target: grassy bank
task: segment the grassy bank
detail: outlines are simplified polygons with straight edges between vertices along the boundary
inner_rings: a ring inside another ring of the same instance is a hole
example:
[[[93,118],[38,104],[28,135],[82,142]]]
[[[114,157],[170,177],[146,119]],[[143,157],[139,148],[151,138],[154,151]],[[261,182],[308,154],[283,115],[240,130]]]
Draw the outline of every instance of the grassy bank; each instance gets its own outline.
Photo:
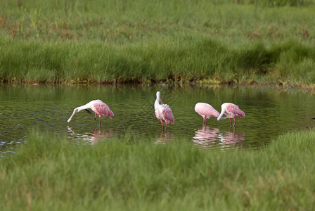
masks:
══════════
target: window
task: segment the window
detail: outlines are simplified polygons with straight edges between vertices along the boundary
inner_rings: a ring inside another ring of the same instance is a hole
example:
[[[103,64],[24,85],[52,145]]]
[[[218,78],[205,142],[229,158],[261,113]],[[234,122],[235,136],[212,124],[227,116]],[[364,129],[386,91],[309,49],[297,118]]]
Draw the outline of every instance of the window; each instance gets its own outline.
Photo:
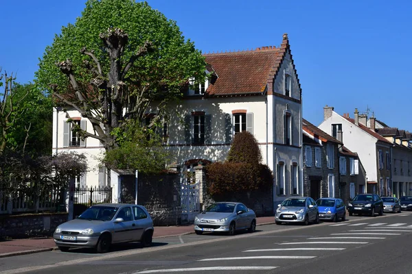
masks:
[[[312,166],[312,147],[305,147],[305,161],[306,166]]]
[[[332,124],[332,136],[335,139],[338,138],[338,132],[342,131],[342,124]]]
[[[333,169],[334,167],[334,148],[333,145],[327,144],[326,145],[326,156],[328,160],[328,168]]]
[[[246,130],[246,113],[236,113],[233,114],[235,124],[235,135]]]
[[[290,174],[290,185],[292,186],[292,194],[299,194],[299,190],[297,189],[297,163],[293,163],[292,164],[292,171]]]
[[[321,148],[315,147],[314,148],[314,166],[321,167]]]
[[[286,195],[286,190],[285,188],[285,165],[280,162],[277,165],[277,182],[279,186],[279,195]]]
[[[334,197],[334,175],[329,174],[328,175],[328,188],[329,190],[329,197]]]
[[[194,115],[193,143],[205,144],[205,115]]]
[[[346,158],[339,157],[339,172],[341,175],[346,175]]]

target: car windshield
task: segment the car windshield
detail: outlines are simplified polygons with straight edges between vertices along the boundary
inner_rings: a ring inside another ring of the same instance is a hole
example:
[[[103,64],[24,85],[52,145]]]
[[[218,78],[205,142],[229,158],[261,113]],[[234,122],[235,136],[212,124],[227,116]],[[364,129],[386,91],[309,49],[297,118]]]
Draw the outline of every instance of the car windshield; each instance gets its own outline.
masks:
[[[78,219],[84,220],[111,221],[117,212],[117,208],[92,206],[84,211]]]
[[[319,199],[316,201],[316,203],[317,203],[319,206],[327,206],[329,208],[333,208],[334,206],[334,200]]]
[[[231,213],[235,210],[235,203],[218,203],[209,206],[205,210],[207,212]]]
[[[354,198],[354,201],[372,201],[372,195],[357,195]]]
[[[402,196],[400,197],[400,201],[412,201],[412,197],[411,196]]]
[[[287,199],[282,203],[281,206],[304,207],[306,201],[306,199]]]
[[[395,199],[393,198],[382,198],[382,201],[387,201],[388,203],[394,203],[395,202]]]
══════════
Stated problem: Return each line from the items above that contains the word "every".

Response to this task:
Draw the outline of every instance of the grassy bank; each instance gets its own outline.
Draw the outline of every instance of the window; each instance gets its own outline.
Draw the outline of every instance of the car windshield; each instance gets its own outline.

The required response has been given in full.